DESCRIPTION OF THE TASK. Return the records exactly, keeping every line as it is.

EXERCISE INPUTS.
▼

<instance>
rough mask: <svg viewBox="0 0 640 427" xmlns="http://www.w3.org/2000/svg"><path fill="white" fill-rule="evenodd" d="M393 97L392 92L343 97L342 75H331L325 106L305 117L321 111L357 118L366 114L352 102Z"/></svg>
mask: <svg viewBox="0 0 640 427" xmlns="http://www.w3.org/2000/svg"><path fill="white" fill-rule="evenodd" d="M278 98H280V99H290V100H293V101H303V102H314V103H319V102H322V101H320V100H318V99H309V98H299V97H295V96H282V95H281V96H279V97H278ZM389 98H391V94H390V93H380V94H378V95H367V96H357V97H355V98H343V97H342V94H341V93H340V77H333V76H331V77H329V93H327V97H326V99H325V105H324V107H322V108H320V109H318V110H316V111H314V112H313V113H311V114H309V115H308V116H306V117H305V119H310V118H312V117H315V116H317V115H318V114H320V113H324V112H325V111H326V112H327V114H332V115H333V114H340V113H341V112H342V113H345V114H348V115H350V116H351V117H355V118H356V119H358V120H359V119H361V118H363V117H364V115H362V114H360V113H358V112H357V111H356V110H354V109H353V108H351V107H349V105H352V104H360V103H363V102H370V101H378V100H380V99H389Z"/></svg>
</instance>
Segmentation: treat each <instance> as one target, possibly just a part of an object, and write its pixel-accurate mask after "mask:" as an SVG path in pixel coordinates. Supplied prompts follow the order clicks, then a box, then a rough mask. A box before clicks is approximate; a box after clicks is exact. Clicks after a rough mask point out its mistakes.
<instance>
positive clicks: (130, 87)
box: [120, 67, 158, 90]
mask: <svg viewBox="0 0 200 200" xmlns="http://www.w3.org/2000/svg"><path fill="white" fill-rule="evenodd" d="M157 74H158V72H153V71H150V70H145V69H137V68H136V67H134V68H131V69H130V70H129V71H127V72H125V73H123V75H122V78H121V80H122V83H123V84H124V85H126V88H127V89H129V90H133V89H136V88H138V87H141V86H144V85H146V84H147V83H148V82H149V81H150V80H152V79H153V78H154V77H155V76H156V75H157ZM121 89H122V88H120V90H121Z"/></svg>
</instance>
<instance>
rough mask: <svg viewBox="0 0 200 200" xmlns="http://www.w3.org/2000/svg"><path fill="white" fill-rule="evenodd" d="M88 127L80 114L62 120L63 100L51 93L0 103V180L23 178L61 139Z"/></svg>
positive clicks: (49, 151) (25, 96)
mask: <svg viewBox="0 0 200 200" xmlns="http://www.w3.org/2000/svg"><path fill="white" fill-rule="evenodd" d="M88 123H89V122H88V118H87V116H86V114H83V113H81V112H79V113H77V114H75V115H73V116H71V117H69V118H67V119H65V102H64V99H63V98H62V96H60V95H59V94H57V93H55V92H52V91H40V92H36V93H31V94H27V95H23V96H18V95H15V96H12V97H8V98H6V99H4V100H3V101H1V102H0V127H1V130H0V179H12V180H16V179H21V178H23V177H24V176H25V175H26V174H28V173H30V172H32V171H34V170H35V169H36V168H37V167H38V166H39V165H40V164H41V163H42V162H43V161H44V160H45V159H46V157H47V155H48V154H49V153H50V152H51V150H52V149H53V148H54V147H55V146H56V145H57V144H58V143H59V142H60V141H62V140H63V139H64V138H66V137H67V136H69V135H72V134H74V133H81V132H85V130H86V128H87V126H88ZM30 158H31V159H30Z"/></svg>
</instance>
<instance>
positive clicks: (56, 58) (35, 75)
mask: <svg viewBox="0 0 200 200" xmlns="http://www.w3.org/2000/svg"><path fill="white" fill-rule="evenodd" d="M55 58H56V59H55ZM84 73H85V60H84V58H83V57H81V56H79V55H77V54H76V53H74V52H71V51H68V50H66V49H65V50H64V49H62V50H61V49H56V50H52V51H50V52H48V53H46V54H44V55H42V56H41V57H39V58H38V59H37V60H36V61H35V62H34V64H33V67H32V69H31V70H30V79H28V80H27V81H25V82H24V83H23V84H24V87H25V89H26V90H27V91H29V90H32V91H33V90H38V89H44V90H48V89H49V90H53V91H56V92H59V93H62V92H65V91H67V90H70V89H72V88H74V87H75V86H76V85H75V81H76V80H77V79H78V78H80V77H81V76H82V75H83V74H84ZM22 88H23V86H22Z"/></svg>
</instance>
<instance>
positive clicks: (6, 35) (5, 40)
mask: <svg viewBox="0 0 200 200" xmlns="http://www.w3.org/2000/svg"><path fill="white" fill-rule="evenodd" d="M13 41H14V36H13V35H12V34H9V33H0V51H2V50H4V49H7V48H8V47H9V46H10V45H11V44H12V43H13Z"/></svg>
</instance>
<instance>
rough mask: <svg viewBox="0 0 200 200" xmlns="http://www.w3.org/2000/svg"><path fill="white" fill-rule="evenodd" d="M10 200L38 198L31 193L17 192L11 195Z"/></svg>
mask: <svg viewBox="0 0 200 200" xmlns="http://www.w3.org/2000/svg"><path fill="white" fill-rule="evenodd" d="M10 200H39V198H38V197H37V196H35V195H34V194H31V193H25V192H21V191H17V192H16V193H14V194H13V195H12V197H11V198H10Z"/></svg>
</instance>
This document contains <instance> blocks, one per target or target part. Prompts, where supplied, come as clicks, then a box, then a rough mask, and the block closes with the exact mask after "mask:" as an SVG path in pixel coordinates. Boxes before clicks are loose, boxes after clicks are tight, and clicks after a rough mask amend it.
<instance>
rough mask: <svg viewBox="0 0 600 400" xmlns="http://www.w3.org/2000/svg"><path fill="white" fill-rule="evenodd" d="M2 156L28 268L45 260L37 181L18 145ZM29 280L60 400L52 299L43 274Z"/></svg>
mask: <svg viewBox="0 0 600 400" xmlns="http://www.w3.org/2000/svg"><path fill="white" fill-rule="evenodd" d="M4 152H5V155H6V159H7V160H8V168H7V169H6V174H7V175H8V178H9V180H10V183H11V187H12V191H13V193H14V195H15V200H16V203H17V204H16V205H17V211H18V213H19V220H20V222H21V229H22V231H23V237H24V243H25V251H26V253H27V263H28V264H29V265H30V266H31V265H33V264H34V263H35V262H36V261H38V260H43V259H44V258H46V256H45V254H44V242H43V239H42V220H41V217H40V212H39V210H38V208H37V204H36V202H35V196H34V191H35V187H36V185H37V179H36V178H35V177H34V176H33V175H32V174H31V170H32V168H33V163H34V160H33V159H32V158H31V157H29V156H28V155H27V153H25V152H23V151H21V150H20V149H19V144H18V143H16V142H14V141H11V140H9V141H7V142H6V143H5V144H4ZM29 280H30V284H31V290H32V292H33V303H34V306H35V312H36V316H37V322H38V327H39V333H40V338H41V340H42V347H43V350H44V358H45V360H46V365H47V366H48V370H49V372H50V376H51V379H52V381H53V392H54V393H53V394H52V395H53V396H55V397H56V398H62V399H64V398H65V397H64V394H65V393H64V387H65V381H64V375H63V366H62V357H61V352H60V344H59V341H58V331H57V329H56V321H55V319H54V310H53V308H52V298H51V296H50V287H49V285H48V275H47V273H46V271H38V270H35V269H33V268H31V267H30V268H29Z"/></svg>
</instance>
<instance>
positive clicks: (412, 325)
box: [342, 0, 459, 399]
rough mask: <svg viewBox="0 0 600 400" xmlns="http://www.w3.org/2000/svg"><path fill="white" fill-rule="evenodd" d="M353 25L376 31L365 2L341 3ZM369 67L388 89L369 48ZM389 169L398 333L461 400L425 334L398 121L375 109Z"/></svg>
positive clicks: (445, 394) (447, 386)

▲

SOLVED PROBLEM.
<instance>
rough mask: <svg viewBox="0 0 640 427" xmlns="http://www.w3.org/2000/svg"><path fill="white" fill-rule="evenodd" d="M393 97L392 92L343 97L342 75H331L325 106L305 117L321 111L357 118L366 114L352 102Z"/></svg>
mask: <svg viewBox="0 0 640 427" xmlns="http://www.w3.org/2000/svg"><path fill="white" fill-rule="evenodd" d="M278 98H280V99H290V100H293V101H303V102H314V103H319V102H322V101H320V100H318V99H309V98H299V97H295V96H282V95H281V96H279V97H278ZM389 98H391V94H390V93H380V94H378V95H367V96H357V97H355V98H343V97H342V94H341V93H340V77H333V76H331V77H329V93H327V97H326V99H325V105H324V107H322V108H320V109H318V110H316V111H314V112H313V113H311V114H309V115H308V116H306V117H305V119H310V118H312V117H315V116H317V115H318V114H320V113H324V112H325V111H326V112H327V114H332V115H333V114H340V113H341V112H342V113H345V114H348V115H350V116H351V117H355V118H356V119H358V120H359V119H361V118H363V117H364V115H362V114H360V113H358V112H357V111H356V110H354V109H353V108H351V107H349V105H352V104H360V103H363V102H370V101H378V100H380V99H389Z"/></svg>
</instance>
Segmentation: treat each <instance> as one target, possibly just a part of an object, and write its pixel-accurate mask after "mask:" as an SVG path in pixel coordinates. Supplied prompts follow the order clicks, then a box, then a rough mask. A box before clicks is approximate; a box after clicks is exact. Clicks after a rough mask point out its mistakes.
<instance>
positive clicks: (130, 87)
box: [120, 67, 158, 90]
mask: <svg viewBox="0 0 200 200" xmlns="http://www.w3.org/2000/svg"><path fill="white" fill-rule="evenodd" d="M157 74H158V72H153V71H150V70H145V69H137V68H136V67H134V68H131V69H130V70H129V71H127V72H125V73H123V75H122V78H121V80H122V83H123V84H124V85H126V88H127V89H129V90H133V89H136V88H138V87H141V86H144V85H146V84H147V83H148V82H149V81H150V80H152V79H153V78H154V77H155V76H156V75H157ZM121 89H122V88H120V90H121Z"/></svg>
</instance>
<instance>
rough mask: <svg viewBox="0 0 200 200" xmlns="http://www.w3.org/2000/svg"><path fill="white" fill-rule="evenodd" d="M88 127L80 114L62 120L63 100L51 93L0 103V180L23 178L61 139Z"/></svg>
positive clicks: (49, 151) (25, 96)
mask: <svg viewBox="0 0 200 200" xmlns="http://www.w3.org/2000/svg"><path fill="white" fill-rule="evenodd" d="M88 123H89V122H88V118H87V116H86V114H83V113H81V112H79V113H77V114H75V115H73V116H71V117H69V118H67V119H65V102H64V99H63V98H62V96H60V95H59V94H57V93H55V92H52V91H40V92H36V93H31V94H27V95H23V96H18V95H15V96H12V97H8V98H6V99H4V100H3V101H1V102H0V127H1V130H0V179H12V180H16V179H21V178H23V177H24V176H25V175H26V174H28V173H30V172H32V171H34V170H35V169H36V168H37V167H38V166H39V165H40V164H41V163H42V162H43V161H44V160H45V159H46V157H47V155H48V154H49V153H50V152H51V150H52V149H53V148H54V147H55V146H56V145H57V144H58V143H59V142H60V141H62V140H63V139H64V138H66V137H67V136H69V135H72V134H74V133H81V132H85V130H86V128H87V126H88ZM30 158H31V159H30Z"/></svg>
</instance>
<instance>
positive clicks: (56, 58) (35, 75)
mask: <svg viewBox="0 0 200 200" xmlns="http://www.w3.org/2000/svg"><path fill="white" fill-rule="evenodd" d="M55 58H56V59H55ZM84 73H85V60H84V58H83V57H81V56H79V55H77V54H76V53H74V52H71V51H68V50H66V49H65V50H64V49H62V50H61V49H56V50H52V51H50V52H48V53H46V54H44V55H42V56H41V57H39V58H38V59H37V60H36V61H35V62H34V64H33V67H32V69H31V70H30V79H28V80H27V81H25V82H24V83H23V84H24V87H25V89H26V90H27V91H29V90H32V91H33V90H38V89H44V90H48V89H49V90H53V91H56V92H59V93H62V92H65V91H67V90H70V89H72V88H74V87H75V86H76V85H75V81H76V80H77V79H78V78H80V77H81V76H82V75H83V74H84ZM22 88H23V86H22Z"/></svg>
</instance>
<instance>
positive clicks: (6, 35) (5, 40)
mask: <svg viewBox="0 0 200 200" xmlns="http://www.w3.org/2000/svg"><path fill="white" fill-rule="evenodd" d="M13 41H14V36H13V35H12V34H9V33H0V51H2V50H4V49H7V48H8V47H9V46H10V45H11V44H12V43H13Z"/></svg>
</instance>
<instance>
rough mask: <svg viewBox="0 0 200 200" xmlns="http://www.w3.org/2000/svg"><path fill="white" fill-rule="evenodd" d="M10 200L38 198L31 193L17 192L11 195Z"/></svg>
mask: <svg viewBox="0 0 200 200" xmlns="http://www.w3.org/2000/svg"><path fill="white" fill-rule="evenodd" d="M10 200H39V198H38V197H37V196H35V195H34V194H31V193H25V192H21V191H17V192H16V193H14V194H13V195H12V197H11V198H10Z"/></svg>
</instance>
This document contains <instance> blocks, one per target or target part. Prompts, where supplied, come as clicks, then a box, then a rough mask, and the block closes with the exact mask after "mask:" as an SVG path in pixel coordinates. Boxes before clicks are loose, boxes after clicks are tight, and clicks after a rough mask amend it.
<instance>
rough mask: <svg viewBox="0 0 600 400" xmlns="http://www.w3.org/2000/svg"><path fill="white" fill-rule="evenodd" d="M2 156L28 268L45 260L37 181L18 145ZM29 280L60 400L52 299L43 274Z"/></svg>
mask: <svg viewBox="0 0 600 400" xmlns="http://www.w3.org/2000/svg"><path fill="white" fill-rule="evenodd" d="M4 152H5V155H6V159H7V160H8V168H7V169H6V174H7V175H8V178H9V180H10V183H11V187H12V191H13V193H14V195H15V200H16V203H17V204H16V205H17V211H18V213H19V220H20V222H21V229H22V231H23V237H24V243H25V251H26V253H27V263H28V264H29V265H30V266H31V265H33V264H34V263H35V262H36V261H38V260H43V259H44V258H46V256H45V254H44V242H43V239H42V220H41V217H40V212H39V210H38V208H37V204H36V202H35V196H34V191H35V187H36V185H37V179H36V178H35V177H34V176H33V175H32V174H31V170H32V168H33V163H34V160H33V159H32V158H31V157H29V156H28V155H27V153H25V152H23V151H21V150H20V149H19V144H18V143H16V142H14V141H11V140H9V141H7V142H6V143H5V144H4ZM29 280H30V284H31V290H32V292H33V303H34V306H35V312H36V316H37V322H38V327H39V333H40V338H41V340H42V347H43V350H44V358H45V360H46V365H47V366H48V370H49V372H50V376H51V379H52V381H53V392H54V393H53V394H52V395H53V396H55V397H56V398H62V399H64V398H65V397H64V394H65V393H64V387H65V381H64V375H63V366H62V357H61V352H60V344H59V341H58V331H57V329H56V321H55V319H54V310H53V308H52V298H51V296H50V287H49V285H48V275H47V273H46V271H38V270H35V269H33V268H31V267H30V268H29Z"/></svg>
</instance>
<instance>
positive clicks: (412, 325)
box: [342, 0, 459, 399]
rough mask: <svg viewBox="0 0 600 400" xmlns="http://www.w3.org/2000/svg"><path fill="white" fill-rule="evenodd" d="M353 25L376 31L365 2L341 3ZM369 67L388 89L369 48ZM389 169L398 333L461 400L425 334L398 121L375 109Z"/></svg>
positive clicks: (445, 394) (447, 386)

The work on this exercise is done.